# [TO DO]
Continue the personal account below of a couple's struggle with infertility from the point where it stops.

====== TEXT EXCERPT

Too bad our plans don't always go the way we'd like. Correction - too bad our plans rarely go the way we'd like! Forrest was determined to make it through grad school before we had kids. He felt that he needed to have a job secured before we started a family so that he could provide. I understood his point, but it was so frustrating to me to have to wait! We don't ofter argue, but when to start a family was one of the few things that we didn't see eye to eye on. Finally, after being married just over 2 years, we agreed to start trying to have a baby.

I knew that it took most couples approximately 3 months to get pregnant the first time. I was terrified that it would take us longer. We have close family that has struggled with infertility, and I had seen how difficult it can be. Even knowing all of that, I was devastated when I didn't get pregnant right away. I soon learned to hate pregnancy tests and all the emotions that came with seeing yet another negative result. After about a year of getting my hopes up when my period was a day late, I felt a little nauseous, or had to pee a lot - then crying for hours after taking a pregnancy test, we went to see a doctor. They ran a few tests that came back with pretty depressing results. Sitting in the doctors office, hearing her tell us that while most couples have a 20-30% chance of getting pregnant each month, we only had a 3-5% chance... then her instantly switching from the bad news to pushing us to pay $15,000 to do a cycle of In Vitro Fertilization that month. That was bad. Forrest and I both left the clinic feeling hurt, shocked, terrified, disappointed and so much more. I honestly can't describe what it feels like, knowing that teenage girls can get pregnant without even trying but we couldn't. 

Clearly our experience with that doctor and clinic was.. uh... less than ideal. As soon as we left we decided not to go back. We took a step off of the trying-to-get-pregnant train for a few months while we casually asked around for a good doctor that we could trust. As luck would have it, Forrest had a co-worker who highly recommended a doctor in Newport Beach, which was only a few minutes away from our house. We made an appointment for a consultation, and the minute we walked into the office we felt different. At the first office we felt like they wanted our money and didn't really care about us personally. In contrast, Dr. Anderson made us feel like he cared about us individually and truly wanted to do what was best for us. He recommended some next steps for us, which took us a few months to complete, and then we proceded with what he thought was the best course of action. 

In August 2012 we attempted our first of three IUI cycles (artificial insemination). Each of these involved me giving myself 10-15 shots in my stomach, and having my blood drawn and an ultrasound done every other day. After each cycle is complete, you wait 10 days then go in to have your blood taken for a pregnancy test. After the blood is drawn, you go home or to work or wherever, and wait. Wait for the phone call from the nurse that will bring you to tears, either out of joy or sorrow. Three times I got my hopes up. Three months the doctor told me everything looked perfect and there was no reason that it shouldn't be successful. The last of the three times we even thought we might be getting triplets (terrifying thought, but when you are so desperate to have a baby, 3 for the price of 1 doesn't seem like such a bad option). But all three times I got the phone call from the nurse. I pick up the phone anxiously and the first word out of the nurse's mouth is "unfortunately". I don't even listen to the rest of whatever she says. I shed some tears but then try to hide them as best as I can while I resume working, and hope that nobody asks me what the phone call was about. Then I call Forrest on my lunch break and tell him the news. He tried to stay positive but I know how hard it was for him, and for me, to think that there was an end to it all.

============
====== PROVIDED MATERIAL

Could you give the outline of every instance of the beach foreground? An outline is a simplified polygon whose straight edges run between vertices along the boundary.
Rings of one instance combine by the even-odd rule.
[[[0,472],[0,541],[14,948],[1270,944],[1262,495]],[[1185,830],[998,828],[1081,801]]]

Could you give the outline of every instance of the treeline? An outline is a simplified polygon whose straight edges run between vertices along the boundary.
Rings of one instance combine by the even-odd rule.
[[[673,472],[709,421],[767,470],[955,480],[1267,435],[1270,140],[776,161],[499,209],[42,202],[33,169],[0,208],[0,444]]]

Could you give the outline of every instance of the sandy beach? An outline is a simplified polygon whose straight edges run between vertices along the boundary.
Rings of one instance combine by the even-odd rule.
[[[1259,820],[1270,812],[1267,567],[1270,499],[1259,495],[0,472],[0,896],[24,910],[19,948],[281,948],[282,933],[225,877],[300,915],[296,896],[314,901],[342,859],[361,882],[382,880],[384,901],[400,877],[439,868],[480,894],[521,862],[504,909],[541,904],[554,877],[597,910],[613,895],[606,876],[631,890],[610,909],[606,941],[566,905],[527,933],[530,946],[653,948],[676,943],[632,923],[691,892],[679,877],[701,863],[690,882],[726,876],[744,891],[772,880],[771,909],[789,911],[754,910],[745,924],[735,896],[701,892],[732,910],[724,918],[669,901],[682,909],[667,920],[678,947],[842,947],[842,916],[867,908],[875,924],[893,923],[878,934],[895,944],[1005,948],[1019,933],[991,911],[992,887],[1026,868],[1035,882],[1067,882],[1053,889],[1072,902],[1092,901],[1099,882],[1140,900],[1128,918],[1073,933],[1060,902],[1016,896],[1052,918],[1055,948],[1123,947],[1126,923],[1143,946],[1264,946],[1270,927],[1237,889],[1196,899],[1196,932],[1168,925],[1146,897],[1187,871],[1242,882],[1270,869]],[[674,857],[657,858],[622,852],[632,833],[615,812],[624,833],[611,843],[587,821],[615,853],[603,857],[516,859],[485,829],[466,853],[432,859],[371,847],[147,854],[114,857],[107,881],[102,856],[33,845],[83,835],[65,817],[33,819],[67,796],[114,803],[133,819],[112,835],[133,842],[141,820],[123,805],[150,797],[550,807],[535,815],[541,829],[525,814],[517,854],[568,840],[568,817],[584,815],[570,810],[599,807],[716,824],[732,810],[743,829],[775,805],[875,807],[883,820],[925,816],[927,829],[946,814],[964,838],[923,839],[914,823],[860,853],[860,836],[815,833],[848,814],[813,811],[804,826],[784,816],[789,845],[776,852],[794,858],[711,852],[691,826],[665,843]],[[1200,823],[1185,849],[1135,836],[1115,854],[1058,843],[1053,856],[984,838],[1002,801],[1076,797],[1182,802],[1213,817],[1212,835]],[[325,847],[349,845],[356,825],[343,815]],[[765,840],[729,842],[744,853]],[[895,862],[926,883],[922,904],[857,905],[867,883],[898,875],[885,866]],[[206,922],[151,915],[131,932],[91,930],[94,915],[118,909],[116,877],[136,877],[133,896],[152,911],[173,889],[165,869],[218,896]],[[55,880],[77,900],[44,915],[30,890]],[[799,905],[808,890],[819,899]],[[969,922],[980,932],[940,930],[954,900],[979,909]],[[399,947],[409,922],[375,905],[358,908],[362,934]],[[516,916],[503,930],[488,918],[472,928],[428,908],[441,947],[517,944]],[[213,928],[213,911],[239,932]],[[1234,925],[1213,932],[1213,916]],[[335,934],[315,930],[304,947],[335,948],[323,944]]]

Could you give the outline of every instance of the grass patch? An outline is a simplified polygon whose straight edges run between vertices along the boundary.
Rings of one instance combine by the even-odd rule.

============

# [WRITTEN ANSWER]
There are some very dark emotions that come while coping with infertility. Every time I saw a pregnant woman my stomach turned. I lived in constant fear that my friends and family who had gotten married after me would get pregnant and have babies before me (something that did come to pass. I cried, selfishly, every time. Not that I wasn't happy for them, but it's a painful reminder of everything I couldn't have). I got frustrated every time I heard women complain about their children. I couldn't handle looking at pictures of people's kids all day, so I rarely looked at facebook. I alienated myself from so many friends because I just couldn't deal with it any other way. I couldn't walk by the kids and baby sections in stores without averting my eyes. Anything related to babies and children was painful.

During those depressing times we found some ways to cope. One of them was walking. Every Sunday we went to the park and walked. For hours. And we just talked. About work, mostly. Occasionally about our trials with infertility, but we tried to avoid that subject as much as possible. I found a quote that helped me a lot. From Elder Neal A. Maxwell, "Faith in God includes faith in His timing." I tried so hard to remind myself of that whenever I started feeling sorry for myself or started thinking negatively. I also received countless cards, notes and gifts from family and friends who knew what we were going through. Those helped me more than the senders will ever know.

Mothers' Days are particularly hard when you want so badly to be a mother but can't for whatever reason. One Mothers Day, a fantastic friend and her sweet little one baked me cookies and brought them to me with a Mothers Day card. I burst into tears and hugged him (I don't think he understood, but it meant the world to me). I am so grateful for wonderful friends and family. Forrest and I would have been much worse off had it not been for them.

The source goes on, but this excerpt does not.